### Source text
Chief Climate Officer of New York City
- Incumbent
- Assumed office January 1, 2026
- Mayor: Zohran Mamdani

Personal details
- Born: Chicago
- Party: Democratic
- Education: Massachusetts Institute of Technology (MS);

= Louise Yeung =

American urban planner, climate advisor, and civil servant

Louise Yeung is an American urban planner, climate advisor, and civil servant who is most known for her current role as the Chief Climate Officer of New York City during the mayorship of Zohran Mamdani, in which role she will be implementing his climate policy. She previously served as Chief Climate Officer at the Office of the New York City Comptroller from 2022 to 2026, and before that served in various other senior leadership positions in the City government.

== Biography ==
She was born and raised in Chicago. She received a Masters of City Planning from the Massachusetts Institute of Technology School of Architecture and Planning in 2013. She went on to work in various roles in city government, including as Energy Vice President at the New York City Economic Development Corporation, and later as Director of Resilience at the New York City Department of Transportation, where she worked from 2019 to 2022. During COVID, she also became the lead of the Food Supply Chain team. During that time, she praised collective action.

### Using the information
1) In one to three sentences, explain what the Louise Yeung biography says she will do in her role as Chief Climate Officer of New York City.
2) According to the Louise Yeung biography, during which years did she serve as Director of Resilience at the New York City Department of Transportation?
3) Continue the Louise Yeung biography from the end of its last sentence.
The records come from a source unrelated to the Louise Yeung biography.

### Provided data
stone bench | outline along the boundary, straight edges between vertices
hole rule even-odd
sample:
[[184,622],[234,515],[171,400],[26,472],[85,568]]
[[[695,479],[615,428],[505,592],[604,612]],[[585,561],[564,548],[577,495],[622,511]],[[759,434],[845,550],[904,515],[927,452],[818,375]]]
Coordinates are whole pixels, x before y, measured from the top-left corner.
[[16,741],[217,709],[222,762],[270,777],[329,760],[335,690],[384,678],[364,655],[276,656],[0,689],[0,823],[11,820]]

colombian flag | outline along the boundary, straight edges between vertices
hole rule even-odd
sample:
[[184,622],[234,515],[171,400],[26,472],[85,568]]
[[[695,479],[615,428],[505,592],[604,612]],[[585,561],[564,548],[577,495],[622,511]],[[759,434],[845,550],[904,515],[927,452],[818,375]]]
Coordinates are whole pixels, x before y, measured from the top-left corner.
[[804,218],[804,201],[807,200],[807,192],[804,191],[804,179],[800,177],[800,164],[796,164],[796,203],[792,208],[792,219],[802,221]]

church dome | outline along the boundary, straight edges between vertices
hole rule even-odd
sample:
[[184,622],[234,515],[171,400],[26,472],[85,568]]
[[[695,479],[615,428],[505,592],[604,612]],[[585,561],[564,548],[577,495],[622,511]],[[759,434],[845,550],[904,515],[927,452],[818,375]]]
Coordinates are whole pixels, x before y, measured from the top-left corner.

### Answers to the exercise
1) As Chief Climate Officer of New York City under Mayor Zohran Mamdani, Louise Yeung will be implementing the mayor's climate policy.

2) She served there from 2019 to 2022.

3)
She became Chief Climate Officer to the New York City Comptroller, at that time Brad Lander, in 2022. In that role, she focused on issues including street reconstruction, climate justice, and economic support, including through a push to create new jobs in supporting the city's climate. She also focused on the implementation of Local Law 97, an emissions-capping law.

She joined the Zohran Mamdani mayoral campaign in September 2025 as a policy director. She then became the Chief Climate Officer of New York City upon Mamdani's inauguration in January. In her role as the Chief Climate Officer, she has been working on many of Mamdani's environmental priorities, including the "urban forest" idea of ensuring at least 30% tree cover across the city. She has also worked on environmental justice, emissions reductions, and cross-departmental collaboration.

She was included in City & State's Trailblazers in Clean Energy.

Outside of her professional life, she has worked on a concept called "romantic urbanism", focused on how cities can affect things like romance and platonic love, and helped to lead a speculative art project known as the Department of Tenderness based on that same concept.